### GIVEN TEXT
========================================================================

Funeral service for Ruby Senac Hotze

Ruby Senac, born in Mobile on January 4, 1844, was the daughter of Felix Senac and Marie Louise Hollinger. She had come to England with her parents in 1863 and had appeared at Court, being presented to Queen Victoria. Ruby had been educated in the United States and had attended Georgetown Visitation Academy in Washington until 1858. Her father Felix Senac, born in Pensacola on July 28, 1815, to Pierre Senac and Agnes Senac, had been the Confederacy's purchasing agent and paymaster in New Orleans and then Europe. Felix Senac, who had married Marie Louise Hollinger on April 16, 1843, began his military career in Florida in June 1834 before being dismissed as purser on August 15, 1856. Senac had been stationed on Key West's Fort Taylor as Chief Clerk in the 1850s, responsible for the construction and budget of the newly built Fort Taylor.

========================================================================

### RECORDED INFORMATION
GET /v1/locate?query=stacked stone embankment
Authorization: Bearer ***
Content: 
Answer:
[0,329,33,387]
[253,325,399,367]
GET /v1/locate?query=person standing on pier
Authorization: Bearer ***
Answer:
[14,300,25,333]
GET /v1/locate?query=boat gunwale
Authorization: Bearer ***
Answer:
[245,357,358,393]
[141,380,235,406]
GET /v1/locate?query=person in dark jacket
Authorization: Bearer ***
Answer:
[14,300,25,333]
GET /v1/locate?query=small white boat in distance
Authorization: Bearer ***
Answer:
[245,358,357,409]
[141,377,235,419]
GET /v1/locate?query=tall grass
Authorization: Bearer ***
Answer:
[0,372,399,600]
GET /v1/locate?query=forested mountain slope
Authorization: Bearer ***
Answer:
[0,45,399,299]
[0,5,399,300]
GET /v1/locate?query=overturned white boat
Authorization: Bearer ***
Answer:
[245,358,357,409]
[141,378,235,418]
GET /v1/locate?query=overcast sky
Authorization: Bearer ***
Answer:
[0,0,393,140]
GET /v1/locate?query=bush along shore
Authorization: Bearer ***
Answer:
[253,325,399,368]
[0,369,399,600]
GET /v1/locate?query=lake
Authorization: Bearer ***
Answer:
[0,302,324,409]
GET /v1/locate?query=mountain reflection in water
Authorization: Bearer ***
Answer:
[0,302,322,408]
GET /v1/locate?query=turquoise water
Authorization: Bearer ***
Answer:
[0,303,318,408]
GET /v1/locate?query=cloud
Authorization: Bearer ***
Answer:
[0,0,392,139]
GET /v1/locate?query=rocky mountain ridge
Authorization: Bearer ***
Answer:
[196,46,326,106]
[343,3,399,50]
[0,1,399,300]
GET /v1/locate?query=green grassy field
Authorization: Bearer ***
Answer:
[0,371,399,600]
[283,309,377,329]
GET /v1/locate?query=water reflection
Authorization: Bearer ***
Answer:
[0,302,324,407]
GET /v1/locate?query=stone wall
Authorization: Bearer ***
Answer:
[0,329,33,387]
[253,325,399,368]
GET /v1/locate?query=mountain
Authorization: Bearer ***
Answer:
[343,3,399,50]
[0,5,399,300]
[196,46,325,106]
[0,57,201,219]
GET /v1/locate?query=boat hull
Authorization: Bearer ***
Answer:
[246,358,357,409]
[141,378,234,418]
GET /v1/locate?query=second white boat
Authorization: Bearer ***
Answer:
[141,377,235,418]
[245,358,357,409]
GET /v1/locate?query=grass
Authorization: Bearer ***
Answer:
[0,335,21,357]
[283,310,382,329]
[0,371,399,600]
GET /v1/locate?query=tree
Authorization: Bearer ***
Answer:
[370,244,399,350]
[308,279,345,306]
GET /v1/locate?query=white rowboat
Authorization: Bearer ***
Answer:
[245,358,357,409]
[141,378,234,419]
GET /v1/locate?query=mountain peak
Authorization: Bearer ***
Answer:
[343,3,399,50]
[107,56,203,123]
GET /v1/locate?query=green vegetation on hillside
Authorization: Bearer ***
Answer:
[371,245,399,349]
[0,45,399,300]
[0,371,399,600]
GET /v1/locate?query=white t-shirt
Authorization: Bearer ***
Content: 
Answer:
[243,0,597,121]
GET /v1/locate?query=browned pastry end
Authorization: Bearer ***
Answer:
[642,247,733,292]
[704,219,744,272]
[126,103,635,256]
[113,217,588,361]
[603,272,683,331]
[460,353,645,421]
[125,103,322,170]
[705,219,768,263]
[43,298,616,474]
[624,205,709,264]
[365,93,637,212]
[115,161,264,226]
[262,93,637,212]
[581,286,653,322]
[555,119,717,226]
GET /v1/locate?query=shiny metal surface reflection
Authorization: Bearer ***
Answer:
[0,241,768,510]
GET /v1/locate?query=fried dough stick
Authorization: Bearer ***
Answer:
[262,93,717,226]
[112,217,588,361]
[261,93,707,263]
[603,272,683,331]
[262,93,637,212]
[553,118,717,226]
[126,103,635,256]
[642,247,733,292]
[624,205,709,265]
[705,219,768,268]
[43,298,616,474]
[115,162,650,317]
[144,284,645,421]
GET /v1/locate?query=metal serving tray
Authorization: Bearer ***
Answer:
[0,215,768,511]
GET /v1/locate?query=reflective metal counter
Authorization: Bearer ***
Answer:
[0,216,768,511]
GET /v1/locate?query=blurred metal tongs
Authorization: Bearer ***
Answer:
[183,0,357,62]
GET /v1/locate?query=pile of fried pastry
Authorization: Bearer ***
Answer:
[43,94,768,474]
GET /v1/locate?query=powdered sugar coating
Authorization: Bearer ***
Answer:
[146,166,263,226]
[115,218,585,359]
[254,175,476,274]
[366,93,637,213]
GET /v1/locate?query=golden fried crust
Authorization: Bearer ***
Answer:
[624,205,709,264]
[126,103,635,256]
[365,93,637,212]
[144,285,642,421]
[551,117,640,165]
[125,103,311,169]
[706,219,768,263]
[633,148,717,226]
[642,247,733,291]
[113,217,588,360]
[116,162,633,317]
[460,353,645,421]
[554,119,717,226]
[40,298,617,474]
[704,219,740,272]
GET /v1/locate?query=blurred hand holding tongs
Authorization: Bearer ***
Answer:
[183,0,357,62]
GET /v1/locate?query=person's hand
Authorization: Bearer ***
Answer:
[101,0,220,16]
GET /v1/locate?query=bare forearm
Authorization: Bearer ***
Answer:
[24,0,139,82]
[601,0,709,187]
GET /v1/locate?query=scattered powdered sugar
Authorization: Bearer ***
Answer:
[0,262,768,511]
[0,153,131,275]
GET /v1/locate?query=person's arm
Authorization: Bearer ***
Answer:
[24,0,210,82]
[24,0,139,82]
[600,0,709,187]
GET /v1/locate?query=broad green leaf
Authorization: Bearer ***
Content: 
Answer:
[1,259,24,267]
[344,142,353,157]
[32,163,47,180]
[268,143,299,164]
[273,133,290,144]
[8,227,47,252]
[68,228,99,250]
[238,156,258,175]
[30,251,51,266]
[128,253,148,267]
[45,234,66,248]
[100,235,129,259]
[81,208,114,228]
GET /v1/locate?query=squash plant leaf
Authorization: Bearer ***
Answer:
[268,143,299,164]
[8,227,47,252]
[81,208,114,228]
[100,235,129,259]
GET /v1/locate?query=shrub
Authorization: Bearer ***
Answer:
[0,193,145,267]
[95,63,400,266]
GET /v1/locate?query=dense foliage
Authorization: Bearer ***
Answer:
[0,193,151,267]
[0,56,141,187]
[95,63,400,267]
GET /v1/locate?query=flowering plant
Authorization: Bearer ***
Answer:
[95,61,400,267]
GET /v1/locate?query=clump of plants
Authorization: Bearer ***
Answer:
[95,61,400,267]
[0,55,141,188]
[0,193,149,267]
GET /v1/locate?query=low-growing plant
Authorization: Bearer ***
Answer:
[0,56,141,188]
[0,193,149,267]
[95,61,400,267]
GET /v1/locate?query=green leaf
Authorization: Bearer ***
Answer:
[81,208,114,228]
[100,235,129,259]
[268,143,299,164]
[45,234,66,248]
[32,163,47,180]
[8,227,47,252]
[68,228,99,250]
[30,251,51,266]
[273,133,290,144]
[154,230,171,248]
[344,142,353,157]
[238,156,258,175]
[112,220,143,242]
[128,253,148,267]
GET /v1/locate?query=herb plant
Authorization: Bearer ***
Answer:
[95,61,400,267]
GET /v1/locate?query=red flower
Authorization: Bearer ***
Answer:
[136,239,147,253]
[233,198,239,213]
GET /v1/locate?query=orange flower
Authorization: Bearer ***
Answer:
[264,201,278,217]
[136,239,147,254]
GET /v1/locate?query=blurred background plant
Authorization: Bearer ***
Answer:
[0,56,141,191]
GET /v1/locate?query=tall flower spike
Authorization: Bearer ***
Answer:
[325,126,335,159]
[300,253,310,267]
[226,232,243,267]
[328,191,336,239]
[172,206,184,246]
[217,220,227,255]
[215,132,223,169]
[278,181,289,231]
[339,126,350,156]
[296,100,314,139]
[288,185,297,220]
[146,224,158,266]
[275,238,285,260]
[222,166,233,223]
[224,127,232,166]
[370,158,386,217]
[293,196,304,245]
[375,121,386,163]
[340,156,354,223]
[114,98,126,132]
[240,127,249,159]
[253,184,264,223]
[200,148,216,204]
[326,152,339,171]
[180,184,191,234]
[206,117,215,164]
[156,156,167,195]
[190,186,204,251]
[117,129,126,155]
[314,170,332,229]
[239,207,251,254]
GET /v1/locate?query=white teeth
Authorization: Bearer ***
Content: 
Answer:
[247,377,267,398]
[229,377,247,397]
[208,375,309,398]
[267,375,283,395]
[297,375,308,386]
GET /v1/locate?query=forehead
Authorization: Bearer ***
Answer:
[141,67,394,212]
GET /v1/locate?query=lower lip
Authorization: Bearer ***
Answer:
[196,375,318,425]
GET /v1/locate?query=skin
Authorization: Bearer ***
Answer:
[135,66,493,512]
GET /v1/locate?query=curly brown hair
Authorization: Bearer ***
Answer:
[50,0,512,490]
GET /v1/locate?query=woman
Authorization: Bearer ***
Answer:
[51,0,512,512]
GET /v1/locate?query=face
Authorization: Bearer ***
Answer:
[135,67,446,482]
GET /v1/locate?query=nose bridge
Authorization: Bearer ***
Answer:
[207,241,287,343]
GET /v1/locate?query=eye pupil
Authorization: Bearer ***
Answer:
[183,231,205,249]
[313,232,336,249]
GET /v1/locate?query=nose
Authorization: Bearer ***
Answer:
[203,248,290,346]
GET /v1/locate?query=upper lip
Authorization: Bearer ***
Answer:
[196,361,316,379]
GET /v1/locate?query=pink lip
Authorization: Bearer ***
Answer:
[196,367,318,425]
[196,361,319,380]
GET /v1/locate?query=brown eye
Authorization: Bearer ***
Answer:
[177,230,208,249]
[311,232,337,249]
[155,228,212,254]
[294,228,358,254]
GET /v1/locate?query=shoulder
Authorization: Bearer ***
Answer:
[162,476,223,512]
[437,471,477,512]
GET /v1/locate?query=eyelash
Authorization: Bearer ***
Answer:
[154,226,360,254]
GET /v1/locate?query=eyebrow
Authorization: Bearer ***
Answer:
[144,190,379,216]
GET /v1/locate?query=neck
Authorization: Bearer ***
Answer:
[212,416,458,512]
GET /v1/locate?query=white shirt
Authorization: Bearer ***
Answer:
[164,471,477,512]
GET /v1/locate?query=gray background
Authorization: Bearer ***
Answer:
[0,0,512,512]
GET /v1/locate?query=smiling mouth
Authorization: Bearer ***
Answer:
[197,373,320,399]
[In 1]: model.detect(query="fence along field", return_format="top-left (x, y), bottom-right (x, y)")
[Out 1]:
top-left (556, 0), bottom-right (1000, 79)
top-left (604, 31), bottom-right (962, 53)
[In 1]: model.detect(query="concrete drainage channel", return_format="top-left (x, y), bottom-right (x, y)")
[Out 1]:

========================================================================

### EXERCISE REQUIREMENTS
Can you repeat the Ruby Senac Hotze text word for word, starting at "Ruby Senac, born" and ending at "built Fort Taylor."?

### WRITTEN SOLUTION
Ruby Senac, born in Mobile on January 4, 1844, was the daughter of Felix Senac and Marie Louise Hollinger. She had come to England with her parents in 1863 and had appeared at Court, being presented to Queen Victoria. Ruby had been educated in the United States and had attended Georgetown Visitation Academy in Washington until 1858. Her father Felix Senac, born in Pensacola on July 28, 1815, to Pierre Senac and Agnes Senac, had been the Confederacy's purchasing agent and paymaster in New Orleans and then Europe. Felix Senac, who had married Marie Louise Hollinger on April 16, 1843, began his military career in Florida in June 1834 before being dismissed as purser on August 15, 1856. Senac had been stationed on Key West's Fort Taylor as Chief Clerk in the 1850s, responsible for the construction and budget of the newly built Fort Taylor.